# EXERCISE REQUIREMENTS
Render the material below as a Markdown table with one row per line, skipping blank lines. Put the row number in a column headed "Row" and the line itself in a column headed "Line".

# GIVEN DATA
[Begin]

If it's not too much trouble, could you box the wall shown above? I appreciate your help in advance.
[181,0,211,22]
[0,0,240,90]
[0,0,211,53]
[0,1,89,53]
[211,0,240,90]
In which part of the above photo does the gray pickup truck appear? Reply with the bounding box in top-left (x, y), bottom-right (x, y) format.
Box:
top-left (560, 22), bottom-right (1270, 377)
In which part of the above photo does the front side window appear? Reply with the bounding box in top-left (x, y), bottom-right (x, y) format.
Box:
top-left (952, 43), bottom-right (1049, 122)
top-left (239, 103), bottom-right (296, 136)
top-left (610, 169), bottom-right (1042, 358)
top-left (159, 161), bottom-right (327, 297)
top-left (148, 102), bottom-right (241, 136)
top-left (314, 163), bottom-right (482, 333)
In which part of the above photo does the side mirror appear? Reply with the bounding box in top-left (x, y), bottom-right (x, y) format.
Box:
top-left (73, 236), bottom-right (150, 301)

[End]

# RESPONSE
| Row | Line |
|---|---|
| 1 | If it's not too much trouble, could you box the wall shown above? I appreciate your help in advance. |
| 2 | [181,0,211,22] |
| 3 | [0,0,240,90] |
| 4 | [0,0,211,53] |
| 5 | [0,1,89,53] |
| 6 | [211,0,240,90] |
| 7 | In which part of the above photo does the gray pickup truck appear? Reply with the bounding box in top-left (x, y), bottom-right (x, y) format. |
| 8 | Box: |
| 9 | top-left (560, 22), bottom-right (1270, 377) |
| 10 | In which part of the above photo does the front side window appear? Reply with the bounding box in top-left (x, y), bottom-right (x, y) format. |
| 11 | Box: |
| 12 | top-left (952, 43), bottom-right (1049, 122) |
| 13 | top-left (239, 103), bottom-right (296, 136) |
| 14 | top-left (610, 169), bottom-right (1042, 358) |
| 15 | top-left (159, 161), bottom-right (327, 297) |
| 16 | top-left (148, 102), bottom-right (241, 136) |
| 17 | top-left (314, 163), bottom-right (482, 333) |
| 18 | In which part of the above photo does the side mirror appear? Reply with the bounding box in top-left (x, y), bottom-right (x, y) format. |
| 19 | Box: |
| 20 | top-left (73, 236), bottom-right (150, 301) |